--- Records supplied ---

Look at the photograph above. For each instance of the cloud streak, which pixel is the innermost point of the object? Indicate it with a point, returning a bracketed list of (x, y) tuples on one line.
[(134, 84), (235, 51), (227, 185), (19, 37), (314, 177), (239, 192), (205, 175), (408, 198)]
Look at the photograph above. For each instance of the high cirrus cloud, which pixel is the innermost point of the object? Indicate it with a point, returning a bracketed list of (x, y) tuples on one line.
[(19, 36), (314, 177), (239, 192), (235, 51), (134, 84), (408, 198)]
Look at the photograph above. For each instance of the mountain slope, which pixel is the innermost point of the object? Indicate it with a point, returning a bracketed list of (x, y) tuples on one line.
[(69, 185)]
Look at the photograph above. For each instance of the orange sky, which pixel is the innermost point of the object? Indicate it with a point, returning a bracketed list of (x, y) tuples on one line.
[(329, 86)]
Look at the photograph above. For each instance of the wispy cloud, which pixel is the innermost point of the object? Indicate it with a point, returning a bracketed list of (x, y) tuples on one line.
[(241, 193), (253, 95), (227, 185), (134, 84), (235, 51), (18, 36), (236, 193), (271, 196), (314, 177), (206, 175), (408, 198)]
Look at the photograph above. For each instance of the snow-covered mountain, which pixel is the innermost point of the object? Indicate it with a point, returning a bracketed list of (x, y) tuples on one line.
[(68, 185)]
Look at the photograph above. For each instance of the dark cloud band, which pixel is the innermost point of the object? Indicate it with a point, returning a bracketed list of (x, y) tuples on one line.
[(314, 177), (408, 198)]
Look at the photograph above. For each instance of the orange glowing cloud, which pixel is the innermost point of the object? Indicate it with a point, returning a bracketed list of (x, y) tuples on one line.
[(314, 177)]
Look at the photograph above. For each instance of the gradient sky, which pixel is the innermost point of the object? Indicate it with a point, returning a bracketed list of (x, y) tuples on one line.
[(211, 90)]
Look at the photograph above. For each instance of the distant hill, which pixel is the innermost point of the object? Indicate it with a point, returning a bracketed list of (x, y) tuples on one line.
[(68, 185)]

---

Work to be completed: Reproduce the entire listing above word for word, keeping every line in its original order.

Finished task:
Look at the photograph above. For each instance of the cloud streak, which pixel is the innermost point of the object? Indicate it with a point, returning a bracketed list of (x, y) tuples on one line.
[(134, 84), (235, 51), (227, 185), (19, 37), (314, 177), (239, 192), (205, 175), (408, 198)]
Look at the photograph above. For each instance of the high cirrus cloud, which pixel is the innermost point of the object? Indicate it with a point, returning a bracketed list of (x, y) tuples on one line.
[(19, 36), (314, 177), (239, 192), (235, 51), (134, 84), (408, 198)]
Look at the photograph above. For each instance of the mountain slope, which pixel is the innermost point of the object? Indicate it with a point, returning a bracketed list of (x, y) tuples on one line.
[(69, 185)]
Look at the photograph above. For each instance of the orange sky, which pixel is the innermost point of the object? Indicate it with a point, returning a bracketed list of (x, y) tuples on one line.
[(329, 86)]
Look at the photograph above. For each instance of the wispy cloud, which pixel is the innermost point of the object? Indicate it with a point, returning a bracketed list of (x, y) tuples on one line.
[(241, 193), (253, 95), (227, 185), (134, 84), (235, 51), (18, 36), (236, 193), (271, 196), (314, 177), (206, 175), (408, 198)]
Look at the photograph above. For each instance of the snow-covered mountain, which pixel is the innermost point of the object? Indicate it with a point, returning a bracketed list of (x, y) tuples on one line.
[(68, 185)]
Look at the photograph above. For each instance of the dark cloud band, which pixel is the innermost point of the object? Indicate it with a point, returning a bracketed list of (x, y) tuples on one line.
[(314, 177), (408, 198)]
Look at the photograph above. For each instance of the orange glowing cloud, which pixel is the innermost point of the object? Indicate it with a point, returning a bracketed list of (x, y) tuples on one line.
[(314, 177)]
Look at the photograph above. For each instance of the gradient sky, which pixel is the innermost point of the object? Indicate it with a point, returning a bracketed list of (x, y) tuples on one line.
[(211, 90)]
Look at the photograph above. For each instance of the distant hill, which pixel is the innermost point of the object? Indicate it with a point, returning a bracketed list of (x, y) tuples on one line.
[(68, 185)]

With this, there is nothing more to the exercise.